Work item: Down to the last line, reproduce the data that follows, but skip the pictures.

Source data:
————————

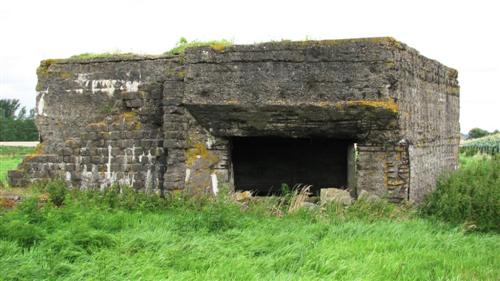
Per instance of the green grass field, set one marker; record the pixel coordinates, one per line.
(10, 157)
(111, 236)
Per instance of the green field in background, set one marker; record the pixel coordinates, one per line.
(10, 157)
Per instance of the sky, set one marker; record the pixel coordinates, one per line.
(460, 34)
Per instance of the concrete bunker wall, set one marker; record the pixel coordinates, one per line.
(171, 123)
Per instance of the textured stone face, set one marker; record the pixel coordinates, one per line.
(168, 123)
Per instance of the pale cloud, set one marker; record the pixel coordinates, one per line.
(462, 35)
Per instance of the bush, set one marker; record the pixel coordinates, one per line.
(468, 196)
(57, 192)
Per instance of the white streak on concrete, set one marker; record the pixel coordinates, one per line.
(108, 165)
(215, 183)
(188, 174)
(149, 180)
(40, 106)
(68, 176)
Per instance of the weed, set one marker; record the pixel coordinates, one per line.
(469, 196)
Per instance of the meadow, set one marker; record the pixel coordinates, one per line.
(10, 157)
(121, 235)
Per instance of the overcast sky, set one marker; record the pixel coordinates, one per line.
(463, 35)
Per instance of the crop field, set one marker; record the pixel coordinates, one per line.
(62, 234)
(488, 145)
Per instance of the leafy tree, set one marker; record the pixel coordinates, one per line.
(477, 133)
(8, 107)
(20, 127)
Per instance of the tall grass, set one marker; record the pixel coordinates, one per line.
(469, 196)
(10, 157)
(121, 235)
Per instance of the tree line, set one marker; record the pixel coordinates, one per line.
(16, 122)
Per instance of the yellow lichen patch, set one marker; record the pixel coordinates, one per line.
(129, 116)
(232, 102)
(71, 143)
(199, 150)
(43, 69)
(65, 75)
(181, 73)
(384, 40)
(382, 104)
(218, 47)
(98, 126)
(37, 152)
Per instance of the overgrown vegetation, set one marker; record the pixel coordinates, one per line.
(122, 234)
(469, 196)
(183, 44)
(16, 123)
(489, 144)
(10, 157)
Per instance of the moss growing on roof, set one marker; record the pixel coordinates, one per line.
(183, 44)
(117, 55)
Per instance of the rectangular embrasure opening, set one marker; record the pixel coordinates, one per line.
(263, 164)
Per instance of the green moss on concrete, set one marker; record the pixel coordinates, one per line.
(183, 44)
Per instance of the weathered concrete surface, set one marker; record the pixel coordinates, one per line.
(167, 123)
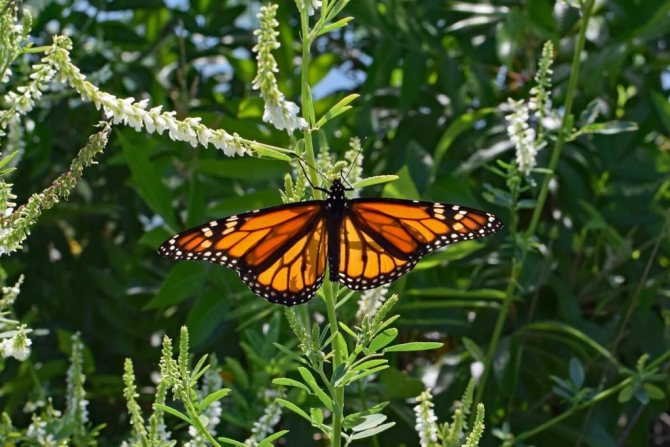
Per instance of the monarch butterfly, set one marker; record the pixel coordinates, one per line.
(281, 252)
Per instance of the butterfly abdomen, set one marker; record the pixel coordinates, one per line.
(335, 209)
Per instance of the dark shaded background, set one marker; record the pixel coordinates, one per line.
(91, 265)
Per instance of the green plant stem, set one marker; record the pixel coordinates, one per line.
(195, 419)
(566, 124)
(306, 99)
(517, 264)
(595, 399)
(338, 392)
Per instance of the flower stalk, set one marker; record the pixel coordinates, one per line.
(518, 260)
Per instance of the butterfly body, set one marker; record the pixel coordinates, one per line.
(281, 252)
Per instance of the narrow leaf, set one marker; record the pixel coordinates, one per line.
(333, 26)
(372, 431)
(311, 381)
(231, 442)
(294, 408)
(174, 412)
(414, 346)
(267, 442)
(290, 382)
(375, 180)
(213, 397)
(382, 340)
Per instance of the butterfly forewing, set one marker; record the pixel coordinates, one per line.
(279, 252)
(382, 239)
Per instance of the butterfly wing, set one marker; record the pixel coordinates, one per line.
(382, 239)
(279, 252)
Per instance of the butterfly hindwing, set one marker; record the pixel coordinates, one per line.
(279, 252)
(382, 239)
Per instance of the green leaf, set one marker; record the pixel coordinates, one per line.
(369, 364)
(576, 372)
(372, 431)
(654, 392)
(403, 188)
(184, 280)
(311, 381)
(333, 26)
(592, 111)
(414, 346)
(474, 350)
(265, 151)
(381, 340)
(370, 421)
(364, 374)
(290, 382)
(7, 158)
(174, 412)
(317, 415)
(577, 334)
(662, 106)
(231, 441)
(213, 397)
(339, 108)
(347, 329)
(376, 180)
(608, 127)
(267, 442)
(354, 419)
(457, 127)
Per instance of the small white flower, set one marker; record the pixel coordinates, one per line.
(135, 114)
(17, 346)
(426, 421)
(370, 301)
(278, 111)
(264, 426)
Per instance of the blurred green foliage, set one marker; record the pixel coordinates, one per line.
(431, 75)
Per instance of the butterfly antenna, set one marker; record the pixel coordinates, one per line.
(347, 182)
(353, 163)
(300, 162)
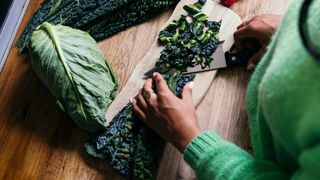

————————

Response area:
Per instance of the green grass field, set one marker; record the pixel coordinates, one per line.
(10, 157)
(111, 236)
Per instance of the green field in background, set one marker; record the pixel coordinates, one per line.
(10, 157)
Per instance of the sky, set one marker; record the pixel coordinates, one per line.
(460, 34)
Per instance of the concrete bunker wall, set one marker; record the pixel coordinates, one per line.
(171, 123)
Per instance of the textured stone face, set one marker; record the pixel coordinates, one per line.
(168, 123)
Per instance of the pale cloud, set one marker; record the pixel coordinates, one per line.
(462, 35)
Per instance of the bush, set one marker; record the pixel coordinates, one per line.
(468, 196)
(57, 192)
Per instance of the white streak on concrete, set one marker; record the pixel coordinates, one per line.
(108, 165)
(215, 183)
(188, 174)
(149, 180)
(40, 106)
(68, 176)
Per instance of the weed, set one marker; record the pixel coordinates, one per line.
(469, 196)
Per instance of the meadow, set one marker; record the pixel coordinates, one per line.
(10, 157)
(121, 235)
Per instance of the overcast sky, set one marker; record the pixel coordinates, one per line.
(463, 35)
Per instance of the crop field, set one marker; record the pixel coordinates, one per line.
(62, 234)
(488, 145)
Per instance of the leafy tree, set one marker; record the pixel coordinates, one per line.
(477, 133)
(8, 107)
(20, 127)
Per instance of the tall grass, set one marker; record the pixel coordinates, one per line.
(469, 196)
(10, 157)
(121, 235)
Per instance of the tree line, set one marker; record the pixel coordinates, one per line.
(16, 122)
Per instance of the yellow lichen patch, set one marker; record the pixel coordinates, one per line.
(129, 116)
(232, 102)
(71, 143)
(199, 150)
(43, 69)
(65, 75)
(181, 73)
(384, 40)
(382, 104)
(218, 47)
(98, 126)
(37, 152)
Per instance of the overgrown vegetation, set one marker; record the pixel coordinates, one per line.
(122, 234)
(469, 196)
(183, 44)
(16, 123)
(489, 144)
(10, 157)
Per instance of the moss growing on roof, set one marker; record the pixel coordinates, one per line.
(183, 44)
(117, 55)
Per instance of the rectangular embrasure opening, set one marker; record the pixel coordinates, one per line.
(263, 164)
Per instance of the green moss on concrete, set one marker; record the pixel coordinates, one per line.
(183, 44)
Per instance of the weathered concrete surface, set one marker; record the pixel coordinates, one per line.
(167, 123)
Per instance of the monarch butterfly, set one marker; record the pixel coordinates, one per line.
(281, 252)
Per instance of the butterfly abdomen, set one marker; record the pixel coordinates, one per line.
(335, 209)
Per instance of the dark shaded background, set one marker; record the pixel coordinates, one per line.
(91, 265)
Per instance of the green plant stem, set one marker; record the pixel coordinates, one per line.
(195, 419)
(566, 124)
(306, 99)
(517, 264)
(595, 399)
(338, 392)
Per instance of the flower stalk, set one marker; record the pixel coordinates, one per line.
(518, 260)
Per instance of the butterfly body, set one marker; record the pixel coordinates, one per line.
(281, 252)
Per instance of the narrow leaf, set one marker; record the pixel coordinates, one per line.
(333, 26)
(372, 431)
(311, 381)
(231, 442)
(294, 408)
(174, 412)
(414, 346)
(267, 442)
(290, 382)
(375, 180)
(213, 397)
(382, 340)
Per instance of the butterfly forewing, set one marker; record the pixel coordinates, one per line.
(279, 252)
(382, 239)
Per instance of the butterfly wing, set one marker; record the pixel coordinates, one per line.
(382, 239)
(279, 252)
Per instance of the butterfly hindwing, set one marker; record the pixel coordinates, one per line.
(279, 252)
(382, 239)
Per instance of the green leaf, set one marker; record the pixel coordinates, one per line.
(369, 364)
(576, 372)
(372, 431)
(654, 392)
(403, 188)
(184, 280)
(311, 381)
(333, 26)
(592, 111)
(414, 346)
(474, 350)
(265, 151)
(381, 340)
(370, 421)
(364, 374)
(290, 382)
(7, 158)
(174, 412)
(317, 415)
(577, 334)
(662, 106)
(231, 441)
(213, 397)
(339, 108)
(347, 329)
(376, 180)
(608, 127)
(267, 442)
(354, 419)
(457, 127)
Per instance of the small white flower, set one marker; record the pixel coordinates, one per line.
(135, 114)
(17, 346)
(426, 421)
(370, 301)
(278, 111)
(264, 426)
Per instance of the blurred green foliage, set one marker; record the pixel coordinates, one per line.
(431, 75)
Per instance of the butterfly antenna, set one marker; record the pixel coordinates, one per line.
(347, 182)
(353, 163)
(300, 162)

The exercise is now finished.